**Task 1**
Answer these questions from the passage on Rule X-16B-3:
(a) Under what date did the Assistant Director, Division of Corporate Finance, reply to counsel for C.I.T.?
(b) Which section of the Internal Revenue Code does the passage name in connection with restricted stock options?
(c) By what release number did the Commission suggest an amendment to Rule X-16B-3?
**Task 2**
Please repeat the part of the passage on Rule X-16B-3 starting with "The Rule shows on" and going on through "meeting the requirements of the Rule.".
**Task 3**
List every full calendar date (month, day and year) given in the passage on Rule X-16B-3, each once.

:: Text block

The Rule shows on its face that it exempts either the 'acquisition of shares of stock' or 'non-transferable options' if they meet the requirements of the Rule. The language of subparagraph (d) of the Rule shows that it exempts securities acquired upon the exercise of an option meeting the requirements of the Rule.
The purpose of the 1952 amendment was to extend the exemption provided in the Rule so as to cover restricted stock options in the sense that that term was used in § 130A of the Internal Revenue Code. See 'Insider Trading under the Securities Exchange Act' by Donald C. Cook (then Chairman of the Commission) and Myer Feldman (then Special Counsel to the Commission), 66 Harv.L.Rev. 612 at note 168, p. 618 (1953). The Commission itself has stated that the purpose of the 1952 amendment was 'to exempt purchases pursuant to restricted stock option plans which meet the same standards as had been provided in the Rule for bonus plans' (Securities Exchange Act Release No. 5291, dated March 22, 1956). The Commission apparently assumed that a Stock Option Plan was 'similar' to a 'bonus' plan and that a specific reference to Stock Option Plans in the Rule was unnecessary particularly since the Rule specifically referred to the acquisition of securities upon payment of cash 'pursuant to the option contract'.
However, the failure of the Commission to refer specifically to restricted stock options in the Rule led to many requests for interpretation of the Rule by the Commission. The administrative interpretation by the Staff of the Commission has consistently been that the Rule, as amended in 1952, applied to securities acquired upon the exercise of a restricted stock option. Thus, on March 2, 1953, counsel for C.I.T. submitted the Restricted Stock Option Plan of C.I.T. involved in this litigation to the Commission and asked for a ruling as to whether the acquisition of shares by a director or officer upon the exercise of an option would constitute a transaction which was exempted from the provisions of § 16(b) of the Act by reason of Rule X-16B-3. Under date of November 18, 1953, the Assistant Director, Division of Corporate Finance of the Commission, replied in a letter which summarized the facts, and then concluded:
'On the basis of the foregoing facts it would appear that the acquisition of common stock of the corporation pursuant to the Restricted Stock Option Plan for Key Employees comes within Rule X-16B-3. It should be noted, however, that the rule exempts only the acquisition of the securities involved and that sales of such securities are not exempted by the rule. Hence, such sales are within the purview of Section 16(b) of the Act if within six months before or after such sales the director or officer effects other acquisitions which can be matched against them.'
Apparently, there were many similar requests for interpretations which were answered in the same way. Finally, on March 22, 1956, the Commission, in Release No. 5291, suggested an amendment to Rule X-16B-3 which would clarify the situation. The Commission in this release made it clear that the amendment was merely to express more clearly the original intention of the Commission. The Commission stated:
'The effort to adapt a rule dealing with stock bonus and similar plans, which excluded stock option plans, to stock option plans has led to many interpretative problems for the staff of the Commission. These problems have also been the subject of private litigation in the Courts. Interpretations by the Commission staff have received very limited publicity, and are not official determinations of the Commission.

::::
:: Supplied records

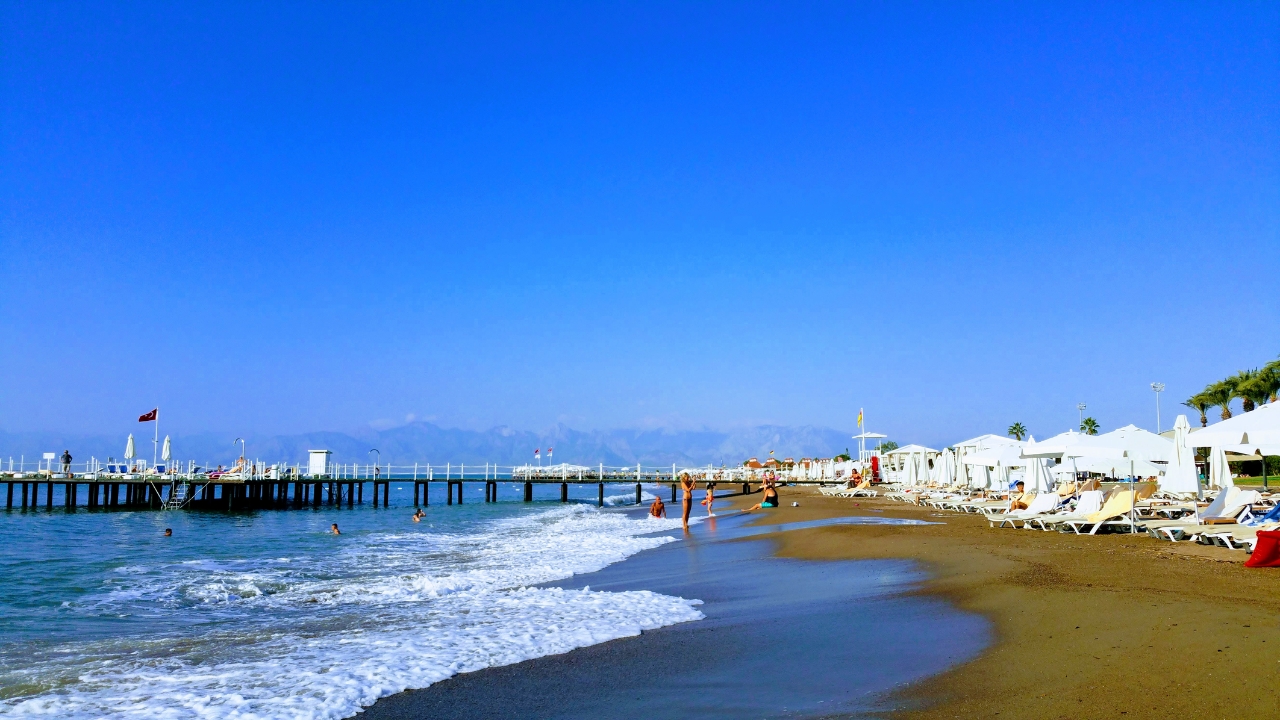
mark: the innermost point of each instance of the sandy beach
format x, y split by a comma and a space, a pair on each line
1084, 627
1079, 627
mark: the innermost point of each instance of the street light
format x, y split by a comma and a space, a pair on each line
1159, 388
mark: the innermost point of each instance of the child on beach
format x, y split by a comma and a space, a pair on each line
657, 509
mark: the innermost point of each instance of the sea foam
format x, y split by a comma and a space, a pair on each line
321, 636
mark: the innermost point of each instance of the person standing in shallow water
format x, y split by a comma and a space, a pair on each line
686, 484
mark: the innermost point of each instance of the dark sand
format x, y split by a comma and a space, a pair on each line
782, 638
1080, 627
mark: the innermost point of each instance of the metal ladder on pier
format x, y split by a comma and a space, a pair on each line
178, 497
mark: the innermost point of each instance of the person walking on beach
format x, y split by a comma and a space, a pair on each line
658, 509
686, 484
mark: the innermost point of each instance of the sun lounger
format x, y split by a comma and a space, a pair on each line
1115, 513
1229, 506
1089, 502
1043, 504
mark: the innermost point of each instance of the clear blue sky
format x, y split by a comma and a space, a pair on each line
318, 215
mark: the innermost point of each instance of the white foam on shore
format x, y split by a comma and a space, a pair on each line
320, 637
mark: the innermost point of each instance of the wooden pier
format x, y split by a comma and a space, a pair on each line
156, 493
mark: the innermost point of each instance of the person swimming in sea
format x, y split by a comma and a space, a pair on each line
771, 499
658, 509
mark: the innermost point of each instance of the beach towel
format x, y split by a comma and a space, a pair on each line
1266, 554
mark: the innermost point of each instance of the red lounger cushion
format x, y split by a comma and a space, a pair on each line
1266, 554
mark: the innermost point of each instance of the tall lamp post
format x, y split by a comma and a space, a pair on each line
1157, 388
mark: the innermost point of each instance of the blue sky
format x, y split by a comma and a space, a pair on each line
319, 215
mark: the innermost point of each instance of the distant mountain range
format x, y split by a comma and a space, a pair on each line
425, 442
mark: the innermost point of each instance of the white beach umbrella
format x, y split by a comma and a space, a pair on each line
1180, 475
1219, 472
946, 466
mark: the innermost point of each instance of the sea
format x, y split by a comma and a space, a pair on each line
266, 614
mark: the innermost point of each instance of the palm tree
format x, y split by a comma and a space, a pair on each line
1255, 387
1266, 383
1272, 369
1240, 382
1202, 402
1221, 393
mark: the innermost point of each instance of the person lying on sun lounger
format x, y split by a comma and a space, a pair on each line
1018, 499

::::

**Answer 1**
(a) November 18, 1953
(b) § 130A
(c) Release No. 5291

**Answer 2**
The Rule shows on its face that it exempts either the 'acquisition of shares of stock' or 'non-transferable options' if they meet the requirements of the Rule. The language of subparagraph (d) of the Rule shows that it exempts securities acquired upon the exercise of an option meeting the requirements of the Rule.

**Answer 3**
March 22, 1956
March 2, 1953
November 18, 1953